▶ _RECORDED DATA_:
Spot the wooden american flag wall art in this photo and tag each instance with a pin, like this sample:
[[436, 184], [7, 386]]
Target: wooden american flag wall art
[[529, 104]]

* * *

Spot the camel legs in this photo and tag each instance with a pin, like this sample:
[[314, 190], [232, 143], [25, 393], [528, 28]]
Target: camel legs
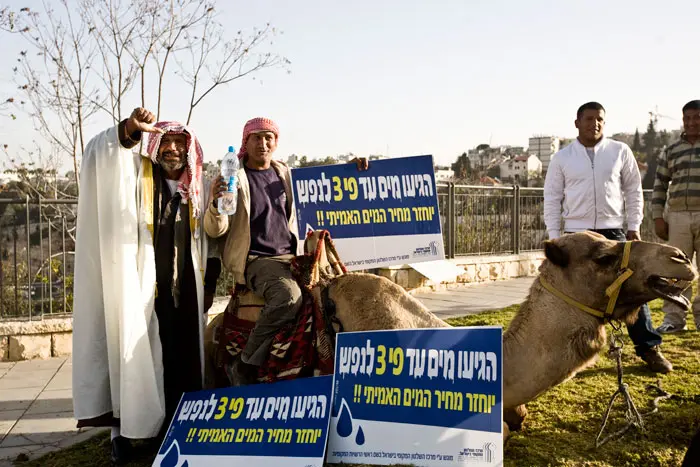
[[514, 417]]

▶ _REQUIRED WORK_:
Output the part of the records that opens with the line containing "Spot the camel" and closes with the line containing "[[514, 417]]", copying both of those lines and every line between them exactly. Leave the pictures out of your answer.

▶ _ANSWER TO THE EXERCISE_:
Spot the camel legs in this photo and tag each instance with a pin, like this sample:
[[314, 190], [232, 143], [25, 393], [528, 28]]
Target: camel legs
[[514, 417]]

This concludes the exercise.